_Exercise prompt:_
Please continue the post about Bread for the City's Client Choice food pantry, starting right after its last sentence.

November 3, 2010

Getting Better All the Time

On September 23rd, Bread for the City started implementing our Client Choice model in our Northwest Food Pantry, based on its great success in our Southeast Center.

I’m pleased to report that Northwest client choice is running smoothly, thanks to the efforts of staff and volunteers and the willingness of clients to try something new. Gone, now, are the days of prepackaged grocery bags, repetitive meals and wasted food! Instead, our pantry has a spiffy, spacious new layout that’s more like a grocery store than a warehouse.

It’s a pretty major change that pivots away from the way our food pantry has worked for decades—and it was undertaken gradually, methodically, and to widespread satisfaction. Feedback tells us that this new system is favored over our old system by clients, volunteers, and staff!

All part of the plan. Specifically, the plan for Quality Improvement. Quality Improvement (QI) is a specific organizational development model that we’ve adopted at Bread for the City in order to assess and improve our own services. The basic idea of QI is that we can improve our services by making slight changes, tracking measurable data that reveals the effect of that small change, and then continuing to tweak and assess accordingly.

For example, in the food pantry, we’ve been tracking “cycle time”, or how long it takes one client to enter the pantry, get processed in our computer system, and go through the pantry to pick out their food. Cycle time before client choice would hover between 4 and 5 minutes.

As you can see in the graph below, our “cycle times” in the the Southeast food pantry shot up when we first implemented Client Choice, but they consistently improved thereafter, to the point where it was just as fast as it was before Client Choice -- even faster!

_Provided records:_
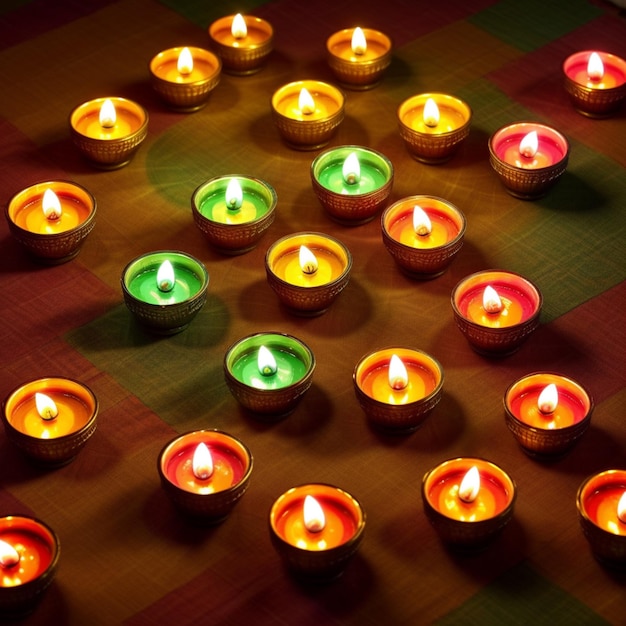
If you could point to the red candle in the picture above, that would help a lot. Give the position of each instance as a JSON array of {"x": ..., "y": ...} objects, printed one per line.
[
  {"x": 229, "y": 463},
  {"x": 317, "y": 546},
  {"x": 610, "y": 73},
  {"x": 340, "y": 523},
  {"x": 495, "y": 493},
  {"x": 551, "y": 147},
  {"x": 601, "y": 503},
  {"x": 573, "y": 403},
  {"x": 519, "y": 301},
  {"x": 29, "y": 554}
]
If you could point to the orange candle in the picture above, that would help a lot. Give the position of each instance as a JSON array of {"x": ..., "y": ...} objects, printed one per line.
[
  {"x": 307, "y": 113},
  {"x": 468, "y": 500},
  {"x": 601, "y": 503},
  {"x": 29, "y": 556},
  {"x": 75, "y": 408},
  {"x": 185, "y": 76},
  {"x": 494, "y": 495},
  {"x": 433, "y": 126},
  {"x": 243, "y": 42},
  {"x": 316, "y": 529},
  {"x": 308, "y": 271},
  {"x": 519, "y": 301},
  {"x": 27, "y": 209}
]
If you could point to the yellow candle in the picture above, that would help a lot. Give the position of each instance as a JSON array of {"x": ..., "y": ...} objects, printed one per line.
[
  {"x": 129, "y": 118},
  {"x": 287, "y": 266}
]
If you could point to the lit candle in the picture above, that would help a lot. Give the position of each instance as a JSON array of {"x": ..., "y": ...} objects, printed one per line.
[
  {"x": 358, "y": 56},
  {"x": 205, "y": 473},
  {"x": 41, "y": 415},
  {"x": 29, "y": 555},
  {"x": 233, "y": 212},
  {"x": 316, "y": 529},
  {"x": 184, "y": 77},
  {"x": 307, "y": 113},
  {"x": 352, "y": 182},
  {"x": 500, "y": 323},
  {"x": 242, "y": 41},
  {"x": 165, "y": 289},
  {"x": 468, "y": 500},
  {"x": 269, "y": 372},
  {"x": 52, "y": 219},
  {"x": 302, "y": 290},
  {"x": 595, "y": 82},
  {"x": 547, "y": 413},
  {"x": 528, "y": 157},
  {"x": 433, "y": 126},
  {"x": 423, "y": 234},
  {"x": 601, "y": 503},
  {"x": 398, "y": 387},
  {"x": 108, "y": 131}
]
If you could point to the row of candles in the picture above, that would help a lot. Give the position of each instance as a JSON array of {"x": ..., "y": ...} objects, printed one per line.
[{"x": 316, "y": 528}]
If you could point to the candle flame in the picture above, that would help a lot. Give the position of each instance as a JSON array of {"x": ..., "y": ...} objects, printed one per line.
[
  {"x": 491, "y": 300},
  {"x": 185, "y": 61},
  {"x": 9, "y": 556},
  {"x": 234, "y": 195},
  {"x": 351, "y": 169},
  {"x": 165, "y": 276},
  {"x": 529, "y": 144},
  {"x": 202, "y": 462},
  {"x": 306, "y": 104},
  {"x": 548, "y": 399},
  {"x": 359, "y": 43},
  {"x": 398, "y": 376},
  {"x": 314, "y": 518},
  {"x": 46, "y": 407},
  {"x": 421, "y": 222},
  {"x": 431, "y": 113},
  {"x": 51, "y": 205},
  {"x": 621, "y": 508},
  {"x": 595, "y": 67},
  {"x": 108, "y": 115},
  {"x": 266, "y": 362},
  {"x": 470, "y": 485},
  {"x": 239, "y": 30},
  {"x": 308, "y": 261}
]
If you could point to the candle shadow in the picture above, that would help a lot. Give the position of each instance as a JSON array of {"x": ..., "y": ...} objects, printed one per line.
[
  {"x": 161, "y": 518},
  {"x": 347, "y": 313},
  {"x": 312, "y": 413}
]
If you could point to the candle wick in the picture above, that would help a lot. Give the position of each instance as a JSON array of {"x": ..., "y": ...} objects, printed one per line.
[
  {"x": 49, "y": 413},
  {"x": 398, "y": 383}
]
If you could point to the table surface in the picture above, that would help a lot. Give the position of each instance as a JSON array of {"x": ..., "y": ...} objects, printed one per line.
[{"x": 127, "y": 556}]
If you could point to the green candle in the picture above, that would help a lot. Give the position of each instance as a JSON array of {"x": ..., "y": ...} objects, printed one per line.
[
  {"x": 289, "y": 369},
  {"x": 216, "y": 202},
  {"x": 141, "y": 279},
  {"x": 373, "y": 171}
]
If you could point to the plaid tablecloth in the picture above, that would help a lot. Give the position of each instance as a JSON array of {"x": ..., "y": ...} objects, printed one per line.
[{"x": 127, "y": 556}]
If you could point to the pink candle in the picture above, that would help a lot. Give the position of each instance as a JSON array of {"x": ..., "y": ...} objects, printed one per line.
[
  {"x": 612, "y": 74},
  {"x": 551, "y": 148}
]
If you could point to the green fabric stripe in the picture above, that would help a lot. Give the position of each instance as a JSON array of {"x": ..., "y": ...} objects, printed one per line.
[
  {"x": 530, "y": 24},
  {"x": 522, "y": 596}
]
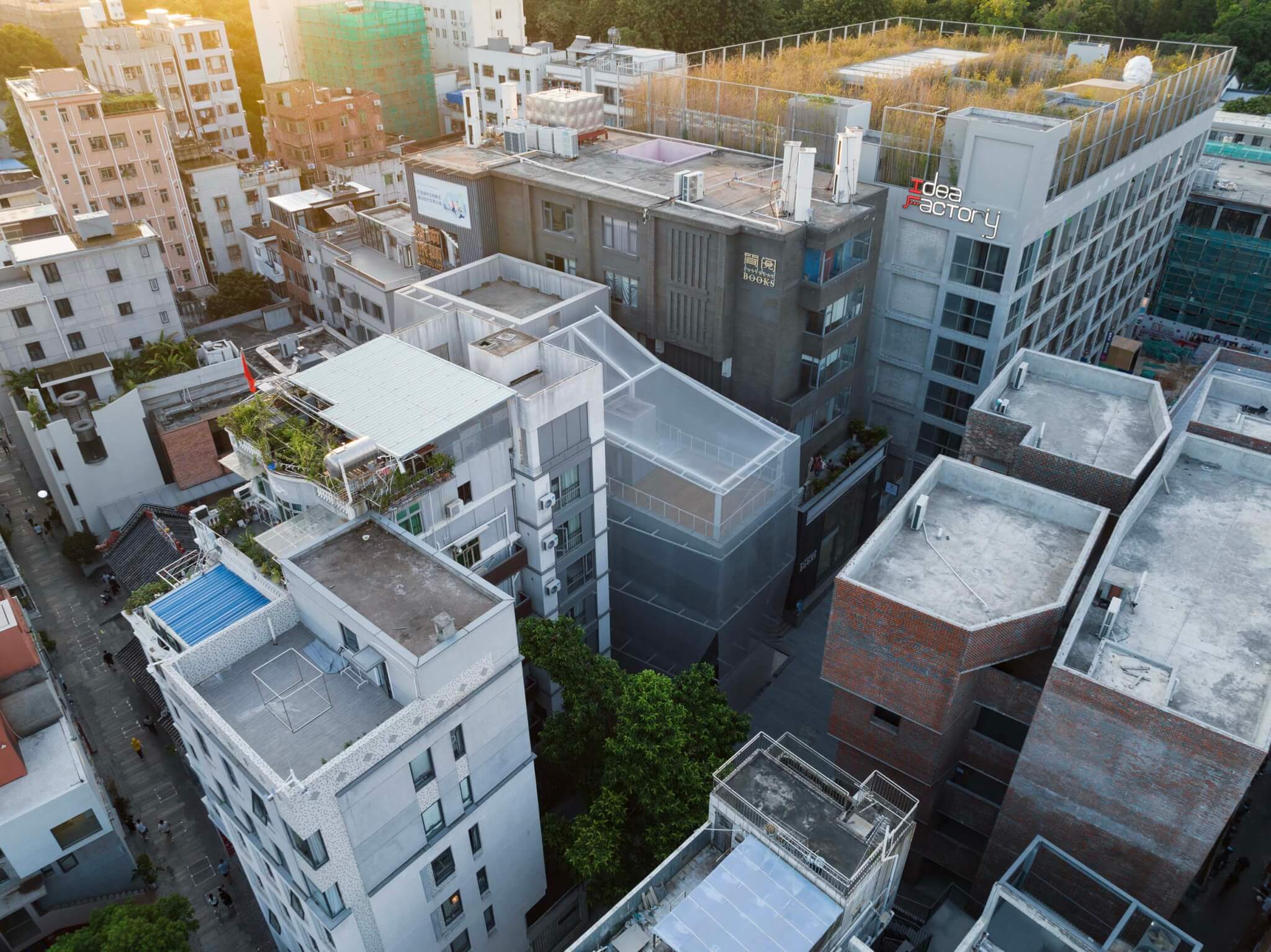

_Answer space:_
We had a few hiccups that taught us useful information, like that the cycle time depends heavily on volunteers. Using the QI method, we determined that if we don’t have enough volunteers on any given day, the cycle time shoots up (like it did in early April) -- but as our volunteers learn the new system over time, cycle time gradually decreases.

Once our staff and volunteers knew the best ways to run the system, it was easy for them to help transfer the model to our Northwest center. We’ve been running client choice in NW for almost a month, and cycle time started off at and has hovered around 5 minutes.

This is just one of the QI initiatives that Bread for the City has taken on. We’ve also used QI to improve both staff and client use of our phone system, wait-time for our medical clinic patients, and ways that our staff shares information. (Special shout-out here goes to BFC's Special Projects Manager Julia Eddy, our Super QI Enfabulousinator.)

Bread for the City: good work is good, better work is even better!